■ Task details: Reproduce, exactly as they appear, the line containing "Spot stone pavement." and every line after it, ending with the last line of the records.

Stored data entries:
•••
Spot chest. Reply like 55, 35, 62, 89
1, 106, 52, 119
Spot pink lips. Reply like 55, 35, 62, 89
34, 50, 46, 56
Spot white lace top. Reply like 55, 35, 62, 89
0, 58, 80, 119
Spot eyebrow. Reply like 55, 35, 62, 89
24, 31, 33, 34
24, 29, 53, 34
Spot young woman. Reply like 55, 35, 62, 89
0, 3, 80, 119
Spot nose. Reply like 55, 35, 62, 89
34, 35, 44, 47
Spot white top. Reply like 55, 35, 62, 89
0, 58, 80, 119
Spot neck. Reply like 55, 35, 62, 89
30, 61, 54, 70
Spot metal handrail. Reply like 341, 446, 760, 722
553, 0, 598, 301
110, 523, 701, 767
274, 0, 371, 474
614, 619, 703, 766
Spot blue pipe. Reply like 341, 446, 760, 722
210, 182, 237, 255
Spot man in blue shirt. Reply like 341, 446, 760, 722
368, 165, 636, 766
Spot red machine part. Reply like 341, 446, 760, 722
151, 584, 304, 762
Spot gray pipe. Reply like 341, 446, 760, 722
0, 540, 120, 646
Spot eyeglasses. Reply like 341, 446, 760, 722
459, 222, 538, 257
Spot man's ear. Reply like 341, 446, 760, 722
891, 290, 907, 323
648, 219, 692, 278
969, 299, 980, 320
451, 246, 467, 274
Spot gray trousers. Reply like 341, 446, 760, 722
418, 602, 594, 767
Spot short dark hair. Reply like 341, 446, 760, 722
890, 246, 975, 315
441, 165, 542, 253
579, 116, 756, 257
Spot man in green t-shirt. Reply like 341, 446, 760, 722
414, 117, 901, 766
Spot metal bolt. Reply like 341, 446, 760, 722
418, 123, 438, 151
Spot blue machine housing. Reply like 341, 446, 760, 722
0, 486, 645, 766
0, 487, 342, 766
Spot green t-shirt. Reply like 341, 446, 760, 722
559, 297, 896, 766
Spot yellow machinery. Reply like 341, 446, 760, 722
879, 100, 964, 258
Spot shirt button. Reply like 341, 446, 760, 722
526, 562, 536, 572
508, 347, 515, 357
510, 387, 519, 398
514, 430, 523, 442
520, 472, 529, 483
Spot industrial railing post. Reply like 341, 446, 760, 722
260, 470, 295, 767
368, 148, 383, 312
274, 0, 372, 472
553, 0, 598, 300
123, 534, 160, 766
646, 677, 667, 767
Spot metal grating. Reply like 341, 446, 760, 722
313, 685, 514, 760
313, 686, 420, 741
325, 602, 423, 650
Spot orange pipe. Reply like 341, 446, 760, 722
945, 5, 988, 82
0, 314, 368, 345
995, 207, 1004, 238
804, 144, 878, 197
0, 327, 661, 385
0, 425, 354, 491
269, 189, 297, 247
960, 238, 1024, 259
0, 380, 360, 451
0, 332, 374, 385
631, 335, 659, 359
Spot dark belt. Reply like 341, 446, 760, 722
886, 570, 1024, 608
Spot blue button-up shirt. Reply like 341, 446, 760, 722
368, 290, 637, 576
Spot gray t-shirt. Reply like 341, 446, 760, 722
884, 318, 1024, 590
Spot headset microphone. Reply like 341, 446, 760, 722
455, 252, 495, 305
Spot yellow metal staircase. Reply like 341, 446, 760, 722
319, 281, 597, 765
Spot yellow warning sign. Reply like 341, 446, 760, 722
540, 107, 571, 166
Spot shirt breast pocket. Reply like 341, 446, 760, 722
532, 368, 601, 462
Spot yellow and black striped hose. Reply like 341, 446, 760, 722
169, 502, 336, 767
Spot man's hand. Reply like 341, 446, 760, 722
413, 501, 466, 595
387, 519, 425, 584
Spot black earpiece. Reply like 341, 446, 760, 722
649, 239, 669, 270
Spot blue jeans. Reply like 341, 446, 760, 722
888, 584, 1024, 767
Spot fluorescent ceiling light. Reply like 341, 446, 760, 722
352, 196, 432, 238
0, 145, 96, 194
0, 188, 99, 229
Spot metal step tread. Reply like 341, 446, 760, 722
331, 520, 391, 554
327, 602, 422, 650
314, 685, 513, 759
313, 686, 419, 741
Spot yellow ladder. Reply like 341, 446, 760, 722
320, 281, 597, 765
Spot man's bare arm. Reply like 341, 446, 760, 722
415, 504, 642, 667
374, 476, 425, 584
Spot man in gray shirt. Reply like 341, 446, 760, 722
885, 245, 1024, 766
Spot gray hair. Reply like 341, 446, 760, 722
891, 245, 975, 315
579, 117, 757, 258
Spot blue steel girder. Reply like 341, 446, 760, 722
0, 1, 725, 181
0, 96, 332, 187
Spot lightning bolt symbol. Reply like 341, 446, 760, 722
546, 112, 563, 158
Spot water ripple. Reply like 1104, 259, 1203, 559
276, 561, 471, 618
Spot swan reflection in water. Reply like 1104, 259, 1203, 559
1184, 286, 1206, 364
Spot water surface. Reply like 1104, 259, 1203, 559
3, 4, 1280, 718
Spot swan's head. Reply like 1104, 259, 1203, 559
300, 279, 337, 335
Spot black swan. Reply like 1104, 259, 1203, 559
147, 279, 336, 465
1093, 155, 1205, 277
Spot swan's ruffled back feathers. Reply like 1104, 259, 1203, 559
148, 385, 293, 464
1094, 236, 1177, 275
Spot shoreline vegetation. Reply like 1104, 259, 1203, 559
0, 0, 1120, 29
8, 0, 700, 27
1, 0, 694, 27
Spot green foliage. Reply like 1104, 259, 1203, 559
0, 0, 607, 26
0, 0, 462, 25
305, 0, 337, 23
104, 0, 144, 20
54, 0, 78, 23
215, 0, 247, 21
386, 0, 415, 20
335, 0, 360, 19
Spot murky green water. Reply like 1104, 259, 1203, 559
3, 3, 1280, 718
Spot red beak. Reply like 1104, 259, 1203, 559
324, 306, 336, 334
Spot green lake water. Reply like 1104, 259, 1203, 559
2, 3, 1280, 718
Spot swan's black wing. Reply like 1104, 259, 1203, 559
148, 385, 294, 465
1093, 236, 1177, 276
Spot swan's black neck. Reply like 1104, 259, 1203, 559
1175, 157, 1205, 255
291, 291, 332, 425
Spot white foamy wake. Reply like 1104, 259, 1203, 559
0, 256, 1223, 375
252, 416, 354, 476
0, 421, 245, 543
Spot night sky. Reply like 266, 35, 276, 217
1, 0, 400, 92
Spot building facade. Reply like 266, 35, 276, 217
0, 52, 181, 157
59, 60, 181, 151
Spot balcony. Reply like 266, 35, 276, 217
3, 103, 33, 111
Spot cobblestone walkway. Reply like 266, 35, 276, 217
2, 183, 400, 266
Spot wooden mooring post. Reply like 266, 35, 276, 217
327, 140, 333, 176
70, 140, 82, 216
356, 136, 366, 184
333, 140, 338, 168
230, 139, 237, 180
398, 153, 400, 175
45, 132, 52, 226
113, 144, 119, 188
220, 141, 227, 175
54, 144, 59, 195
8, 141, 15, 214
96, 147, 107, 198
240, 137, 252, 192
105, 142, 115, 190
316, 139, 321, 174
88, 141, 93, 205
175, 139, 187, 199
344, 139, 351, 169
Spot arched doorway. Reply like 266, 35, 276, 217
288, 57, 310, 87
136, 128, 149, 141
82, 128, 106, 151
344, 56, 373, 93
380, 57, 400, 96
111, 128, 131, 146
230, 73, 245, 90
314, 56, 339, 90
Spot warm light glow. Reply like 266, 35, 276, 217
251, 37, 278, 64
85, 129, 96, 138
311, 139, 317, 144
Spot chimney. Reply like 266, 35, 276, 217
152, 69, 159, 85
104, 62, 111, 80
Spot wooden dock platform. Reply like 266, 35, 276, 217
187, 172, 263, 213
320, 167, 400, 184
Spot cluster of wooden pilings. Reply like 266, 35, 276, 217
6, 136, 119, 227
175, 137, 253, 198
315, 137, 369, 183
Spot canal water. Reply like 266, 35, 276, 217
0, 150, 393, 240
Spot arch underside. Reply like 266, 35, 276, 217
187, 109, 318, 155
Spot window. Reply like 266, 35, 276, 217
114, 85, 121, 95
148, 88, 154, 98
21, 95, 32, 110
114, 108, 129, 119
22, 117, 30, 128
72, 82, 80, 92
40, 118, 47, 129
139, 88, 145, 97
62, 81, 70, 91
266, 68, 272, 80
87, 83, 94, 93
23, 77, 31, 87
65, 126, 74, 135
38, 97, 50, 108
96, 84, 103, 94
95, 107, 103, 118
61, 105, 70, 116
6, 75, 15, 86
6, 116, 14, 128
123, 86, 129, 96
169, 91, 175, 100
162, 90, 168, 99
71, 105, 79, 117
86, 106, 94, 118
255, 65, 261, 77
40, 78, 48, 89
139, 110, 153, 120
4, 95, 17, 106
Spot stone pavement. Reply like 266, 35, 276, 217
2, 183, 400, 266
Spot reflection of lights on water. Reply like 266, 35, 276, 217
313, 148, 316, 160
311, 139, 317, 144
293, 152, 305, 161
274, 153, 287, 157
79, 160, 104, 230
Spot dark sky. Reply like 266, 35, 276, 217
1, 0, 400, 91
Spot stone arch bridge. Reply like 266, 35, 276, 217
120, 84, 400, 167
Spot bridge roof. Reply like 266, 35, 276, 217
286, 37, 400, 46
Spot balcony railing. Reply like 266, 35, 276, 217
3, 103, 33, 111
•••
■ Solution to this exercise:
Spot stone pavement. Reply like 266, 35, 276, 217
2, 183, 400, 266
Spot reflection of lights on water. Reply like 266, 35, 276, 217
313, 148, 316, 160
311, 139, 317, 144
293, 152, 305, 161
274, 153, 287, 157
79, 160, 104, 230
Spot dark sky. Reply like 266, 35, 276, 217
1, 0, 400, 91
Spot stone arch bridge. Reply like 266, 35, 276, 217
120, 84, 400, 167
Spot bridge roof. Reply like 266, 35, 276, 217
286, 37, 400, 46
Spot balcony railing. Reply like 266, 35, 276, 217
3, 103, 33, 111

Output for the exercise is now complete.